» **Goal**:
Repeat what the lines below say, word for word, and skip every image.

Object location annotation data
==*==

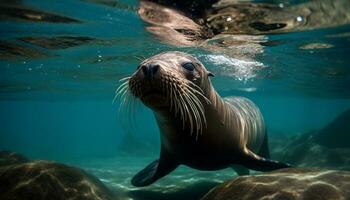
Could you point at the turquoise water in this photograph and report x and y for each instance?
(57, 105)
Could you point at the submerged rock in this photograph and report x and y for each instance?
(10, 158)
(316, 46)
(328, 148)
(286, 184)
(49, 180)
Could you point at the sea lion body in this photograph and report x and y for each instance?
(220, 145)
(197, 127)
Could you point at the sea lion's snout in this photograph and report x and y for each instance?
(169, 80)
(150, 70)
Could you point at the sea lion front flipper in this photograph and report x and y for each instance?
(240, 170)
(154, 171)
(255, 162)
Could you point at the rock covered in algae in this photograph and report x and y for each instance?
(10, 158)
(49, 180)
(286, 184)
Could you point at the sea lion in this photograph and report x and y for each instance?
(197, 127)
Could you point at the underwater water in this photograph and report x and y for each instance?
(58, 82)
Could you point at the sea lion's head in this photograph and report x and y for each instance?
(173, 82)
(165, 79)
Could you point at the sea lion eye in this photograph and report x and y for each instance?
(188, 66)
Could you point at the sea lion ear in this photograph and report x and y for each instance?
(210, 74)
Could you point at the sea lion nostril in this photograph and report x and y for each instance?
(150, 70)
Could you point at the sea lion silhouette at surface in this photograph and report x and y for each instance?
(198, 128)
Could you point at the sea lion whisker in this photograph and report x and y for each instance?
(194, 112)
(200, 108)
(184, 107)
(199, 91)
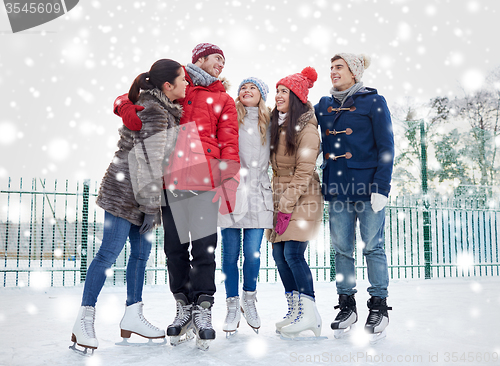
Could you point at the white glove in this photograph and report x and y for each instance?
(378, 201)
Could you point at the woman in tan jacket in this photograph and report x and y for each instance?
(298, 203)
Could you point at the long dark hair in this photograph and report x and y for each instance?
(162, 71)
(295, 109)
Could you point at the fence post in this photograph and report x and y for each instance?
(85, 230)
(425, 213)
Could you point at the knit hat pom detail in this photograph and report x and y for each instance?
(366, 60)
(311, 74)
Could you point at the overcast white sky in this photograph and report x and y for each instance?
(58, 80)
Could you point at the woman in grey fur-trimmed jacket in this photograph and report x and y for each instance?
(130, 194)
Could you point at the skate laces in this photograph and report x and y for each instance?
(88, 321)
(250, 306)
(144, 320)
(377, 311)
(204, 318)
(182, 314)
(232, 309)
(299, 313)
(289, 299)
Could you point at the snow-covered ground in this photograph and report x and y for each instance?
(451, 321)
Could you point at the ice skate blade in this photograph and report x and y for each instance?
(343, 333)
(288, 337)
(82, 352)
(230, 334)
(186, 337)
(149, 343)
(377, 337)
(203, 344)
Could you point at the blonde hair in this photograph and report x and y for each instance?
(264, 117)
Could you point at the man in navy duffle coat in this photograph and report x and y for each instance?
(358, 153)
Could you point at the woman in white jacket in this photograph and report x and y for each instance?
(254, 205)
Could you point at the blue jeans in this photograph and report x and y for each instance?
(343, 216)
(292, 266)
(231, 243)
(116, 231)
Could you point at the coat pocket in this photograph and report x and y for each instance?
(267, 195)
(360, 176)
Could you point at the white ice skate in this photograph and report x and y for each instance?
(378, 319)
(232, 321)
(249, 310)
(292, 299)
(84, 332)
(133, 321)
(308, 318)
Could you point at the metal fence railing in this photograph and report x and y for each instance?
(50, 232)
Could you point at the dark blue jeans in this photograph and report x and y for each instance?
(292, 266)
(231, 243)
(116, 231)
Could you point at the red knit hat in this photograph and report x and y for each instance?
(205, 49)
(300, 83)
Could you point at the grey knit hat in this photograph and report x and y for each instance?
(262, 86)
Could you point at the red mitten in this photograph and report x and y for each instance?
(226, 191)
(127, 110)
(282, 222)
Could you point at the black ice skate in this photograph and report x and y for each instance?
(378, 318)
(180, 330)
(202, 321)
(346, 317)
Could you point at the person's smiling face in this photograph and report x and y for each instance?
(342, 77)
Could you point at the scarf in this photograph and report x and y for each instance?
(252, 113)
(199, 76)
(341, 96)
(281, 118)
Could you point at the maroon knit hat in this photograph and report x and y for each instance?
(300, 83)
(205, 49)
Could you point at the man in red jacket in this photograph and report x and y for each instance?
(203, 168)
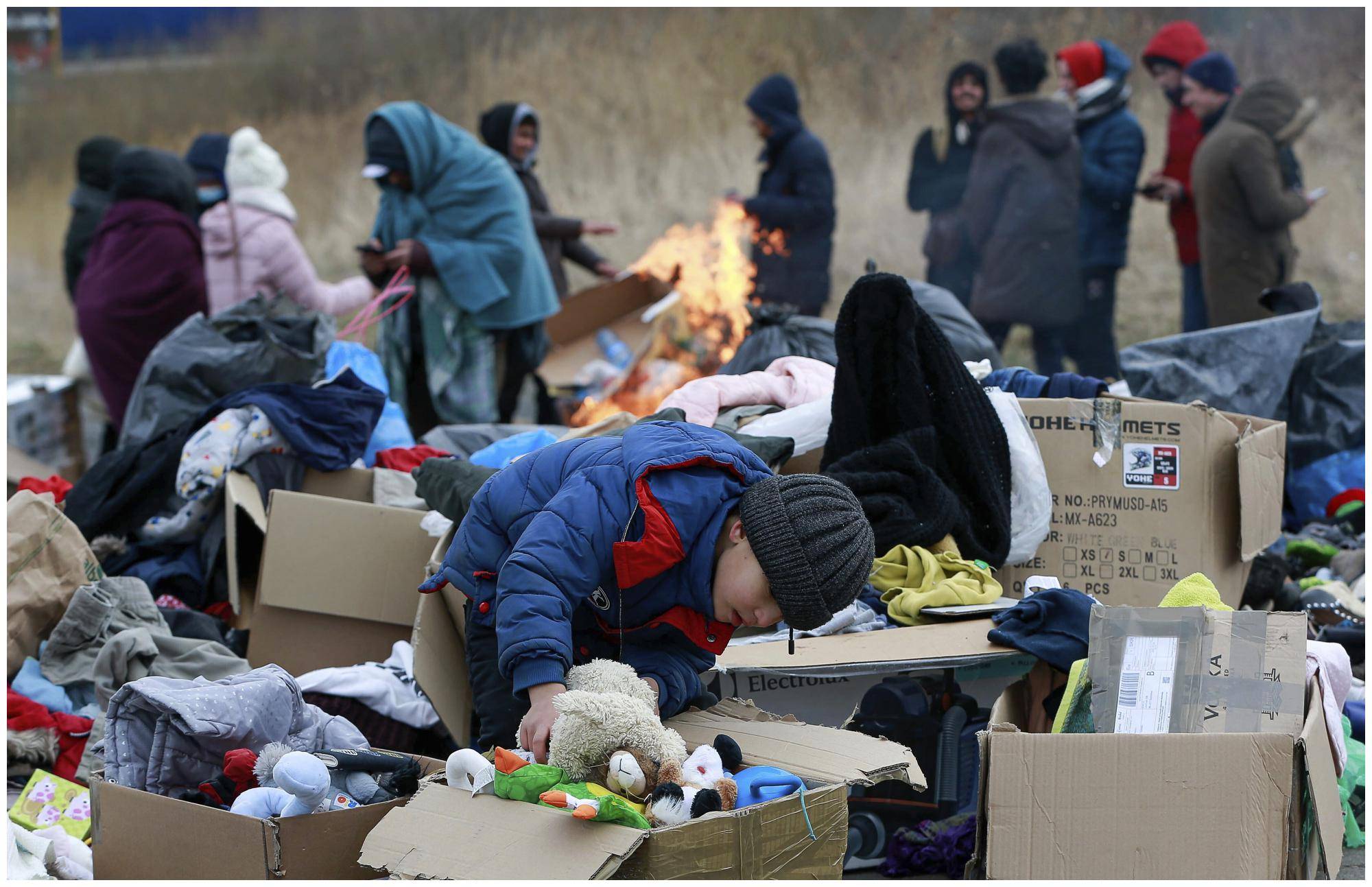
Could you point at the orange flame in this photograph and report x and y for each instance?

==*==

» **Task solution**:
Could you point at the turquoise water in this photograph and report x and y for each instance?
(57, 105)
Could you point at the submerged rock in this photograph and report x and y for each instance?
(10, 158)
(316, 46)
(328, 148)
(286, 184)
(49, 180)
Could you point at the sea lion body in this photograph and report x and y for each instance?
(220, 145)
(197, 127)
Could you point at the sea lion's snout in this photograph and report x and y for each instance?
(169, 80)
(150, 70)
Could you point at the sea lion front flipper in this photograph and report x and y for each instance?
(240, 170)
(154, 171)
(255, 162)
Could you point at the rock covered in algae in this photograph and report x and y for each instance?
(10, 158)
(49, 180)
(286, 184)
Could you point at the sea lion in this photograph and report x and y for each instance?
(197, 127)
Could you point at the underwater water in this photograph and report x and y for each instance?
(58, 82)
Could you point at the sea lion's head in this photograph and report x and y for each instance?
(173, 82)
(165, 79)
Could you point at the sea lion eye in this photograph and report x and y for each instance?
(188, 66)
Could you point at the sea lion ear in this photograph and report x and y for each instance?
(210, 74)
Could you point at the sea lion nostril in this photograph and report x and y for each instance?
(150, 70)
Could you point at the sea lion silhouette at surface in this photograph and report x and y for each instance?
(198, 128)
Could you point at the sea lion whisker in this photograph and report x and y for each instance?
(194, 112)
(200, 108)
(184, 107)
(199, 91)
Could you point at the white glove in this photograph and report x and y for each instance?
(378, 201)
Could you point at the woman in tan jacket in this photograph and report x and y for each instance?
(298, 203)
Could you point at the long dark hair in this photograph and report x and y for each instance?
(162, 71)
(295, 109)
Could you point at the fence post in this photograph and report x and y for each instance?
(85, 230)
(425, 213)
Could you point at the knit hat pom detail in this photograph and report x and y for each instance?
(366, 60)
(311, 74)
Could you point at the overcast white sky in this photograph and report x and y for each instance?
(58, 80)
Could you point at the woman in grey fur-trimmed jacket in this photograph and report x and y for each instance?
(130, 194)
Could you point at the skate laces in this photograph and report x and y for each instance?
(88, 321)
(250, 306)
(144, 320)
(377, 311)
(204, 318)
(182, 314)
(232, 309)
(299, 313)
(289, 299)
Could you point at the snow-covered ground in this photograph and report x and y for each instance?
(451, 321)
Could you point at the ice skate blade in this photograph and report x and y for each instance?
(343, 333)
(288, 337)
(82, 352)
(230, 334)
(186, 337)
(149, 343)
(377, 337)
(203, 344)
Could you point at the blonde hair in this photograph and report x and y for each instance?
(264, 117)
Could you point at the man in navy duffle coat in this photograph and report x and y for each instance?
(358, 153)
Could you point at the woman in white jacket in this photograph and report x and y for each instance?
(254, 205)
Could you point at the blue jeans in this photograph and report x and y for each instance?
(343, 216)
(292, 266)
(231, 243)
(116, 231)
Could you point at the coat pocket in this photograph and report x and y for each instance?
(267, 195)
(360, 176)
Could you point at the white ice skate in this photograph and report x and y for each instance?
(378, 319)
(232, 321)
(249, 310)
(292, 299)
(84, 332)
(133, 321)
(308, 318)
Could you point at the metal fence railing in this photograph and report x and y for each instance?
(50, 232)
Could you point at the dark blue jeans in this photograph and report x and y for each instance?
(292, 266)
(231, 243)
(116, 231)
Could you point at the red knit hat in this photograph and report x and y for each instance?
(205, 49)
(300, 83)
Could you point at the grey knit hat in this photograph and report x and y for each instance?
(262, 86)
Could you point at the red mitten in this photograph and report x and y for each instance?
(226, 191)
(127, 110)
(282, 222)
Could you point at the black ice skate in this photograph and report x and y for each instance?
(378, 318)
(180, 330)
(202, 321)
(346, 317)
Could you point at the person's smiling face in this photograph and report x and y for each instance?
(342, 77)
Could you point at the scarf in this photograph and report x and y for each instance?
(252, 113)
(199, 76)
(341, 96)
(281, 118)
Could you point at the maroon knit hat in this photograph and report x and y for each instance?
(300, 83)
(205, 49)
Could you point at the man in red jacket in this photograph and report x and y for each instance?
(203, 168)
Could you point at the orange flame in this photograph and report x and y for each instance?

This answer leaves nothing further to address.